_THE REQUEST:_
Update the records below so that every "Sample output" becomes "Example format", and leave everything else unchanged.

## begin TASK MATERIAL

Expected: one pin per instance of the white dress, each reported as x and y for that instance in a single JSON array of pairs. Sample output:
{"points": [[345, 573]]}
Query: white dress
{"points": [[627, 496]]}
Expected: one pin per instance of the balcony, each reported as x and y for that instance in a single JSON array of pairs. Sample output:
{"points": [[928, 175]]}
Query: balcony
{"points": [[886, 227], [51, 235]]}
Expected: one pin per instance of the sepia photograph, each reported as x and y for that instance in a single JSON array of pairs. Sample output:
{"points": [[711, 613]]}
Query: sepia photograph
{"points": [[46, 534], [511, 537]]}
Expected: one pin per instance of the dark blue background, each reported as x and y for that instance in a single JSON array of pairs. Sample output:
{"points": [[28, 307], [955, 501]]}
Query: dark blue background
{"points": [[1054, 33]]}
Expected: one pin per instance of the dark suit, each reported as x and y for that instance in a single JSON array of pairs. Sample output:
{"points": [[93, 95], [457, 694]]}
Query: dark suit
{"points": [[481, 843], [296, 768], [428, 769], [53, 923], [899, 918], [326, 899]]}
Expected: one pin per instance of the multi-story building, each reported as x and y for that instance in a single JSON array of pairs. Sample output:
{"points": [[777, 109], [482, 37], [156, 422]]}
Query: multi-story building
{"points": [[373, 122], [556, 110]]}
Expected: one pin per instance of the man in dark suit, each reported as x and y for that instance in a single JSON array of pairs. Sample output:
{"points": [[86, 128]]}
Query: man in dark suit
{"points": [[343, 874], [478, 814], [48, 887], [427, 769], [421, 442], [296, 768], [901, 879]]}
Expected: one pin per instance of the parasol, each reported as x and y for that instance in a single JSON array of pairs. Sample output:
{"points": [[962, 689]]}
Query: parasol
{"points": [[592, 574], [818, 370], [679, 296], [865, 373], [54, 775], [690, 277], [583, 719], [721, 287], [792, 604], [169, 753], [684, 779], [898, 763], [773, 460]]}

## end TASK MATERIAL

_EXERCISE ANSWER:_
Expected: one pin per instance of the white dress, each reported as x and y for that instance in a single JSON array of pairs. Example format:
{"points": [[345, 573]]}
Query: white dress
{"points": [[627, 496]]}
Expected: one pin per instance of the balcony, each reported as x and y for that instance in a single JSON array of pairs. Example format:
{"points": [[928, 175]]}
Query: balcony
{"points": [[886, 227], [51, 235]]}
Expected: one pin per instance of the sepia photograph, each reported as x and y for that instance in a single JSON array of pairs. Example format:
{"points": [[711, 613]]}
Query: sepia photograph
{"points": [[46, 534], [511, 537]]}
Expected: one pin per instance of the dark blue background, each reported as x and y for that instance in a single JSON array of pairs. Example format:
{"points": [[28, 307], [955, 501]]}
Query: dark blue background
{"points": [[1054, 33]]}
Expected: one pin per instance of the dark suit, each reported as x and y for that instance in a single JSON array of pairs. Example format:
{"points": [[93, 95], [457, 694]]}
Query: dark suit
{"points": [[481, 843], [296, 768], [428, 769], [53, 923], [899, 918], [326, 899]]}
Expected: one pin per instance of the multi-story building, each reported as x and y for that instance in a single JSON array of pairs. Example format:
{"points": [[777, 109], [482, 37], [156, 422]]}
Query: multi-story building
{"points": [[373, 122], [556, 110]]}
Expected: one pin per instance of the man in dark suit, each reported as x and y for that instance in a single JSON array of pairs. Example format:
{"points": [[86, 128]]}
Query: man in dark suit
{"points": [[343, 874], [478, 814], [48, 887], [427, 769], [421, 442], [296, 768], [901, 879]]}
Expected: one pin per instance of the parasol, each reported as x and y for that instance in a single JSON array of pairs. Example format:
{"points": [[962, 689]]}
Query: parasol
{"points": [[592, 574], [818, 370], [679, 296], [865, 373], [54, 775], [690, 277], [583, 719], [721, 287], [792, 604], [169, 753], [684, 779], [898, 763], [773, 460]]}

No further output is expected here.